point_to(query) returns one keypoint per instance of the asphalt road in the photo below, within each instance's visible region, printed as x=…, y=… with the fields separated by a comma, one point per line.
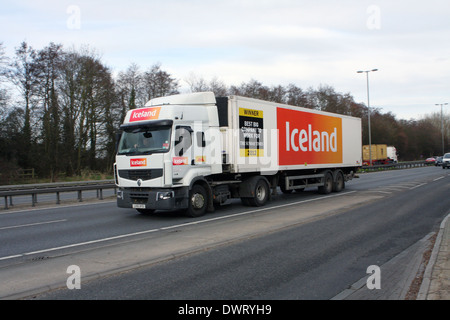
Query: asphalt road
x=301, y=246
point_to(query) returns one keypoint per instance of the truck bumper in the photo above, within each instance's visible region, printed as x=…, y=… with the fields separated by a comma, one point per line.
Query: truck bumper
x=156, y=199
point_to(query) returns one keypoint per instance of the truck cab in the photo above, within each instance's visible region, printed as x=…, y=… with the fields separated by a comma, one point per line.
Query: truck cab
x=162, y=150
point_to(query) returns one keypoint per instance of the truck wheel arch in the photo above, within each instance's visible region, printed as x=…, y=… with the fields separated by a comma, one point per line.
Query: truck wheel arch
x=248, y=187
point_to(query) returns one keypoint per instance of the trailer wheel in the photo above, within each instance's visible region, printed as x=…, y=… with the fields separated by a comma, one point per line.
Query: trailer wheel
x=339, y=182
x=146, y=211
x=198, y=201
x=328, y=183
x=261, y=194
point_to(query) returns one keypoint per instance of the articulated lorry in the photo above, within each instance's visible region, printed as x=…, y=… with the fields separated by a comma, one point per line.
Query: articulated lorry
x=195, y=151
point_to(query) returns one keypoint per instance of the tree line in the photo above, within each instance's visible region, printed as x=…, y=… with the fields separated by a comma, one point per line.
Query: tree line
x=60, y=110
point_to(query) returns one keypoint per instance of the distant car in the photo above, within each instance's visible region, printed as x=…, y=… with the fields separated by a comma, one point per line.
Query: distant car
x=446, y=161
x=430, y=160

....................

What to produce: Could you add 120 to each x and y coordinate in the answers and write out the lines again, from the start of the records up to and including the line with "x=156, y=199", requests included? Leave the pictures out.

Response to the task:
point_to(query) returns one keypoint per instance of the asphalt road in the photo below, within each instance's visible region, printed as x=…, y=… with the fields separated by a comma, one point per line.
Query: asphalt road
x=421, y=366
point_to(query) returns one keypoint per instance of the truck bumper in the photo above, within each instance's visible region, printed as x=…, y=… with the fields separated by a comma, one point per line.
Query: truck bumper
x=276, y=319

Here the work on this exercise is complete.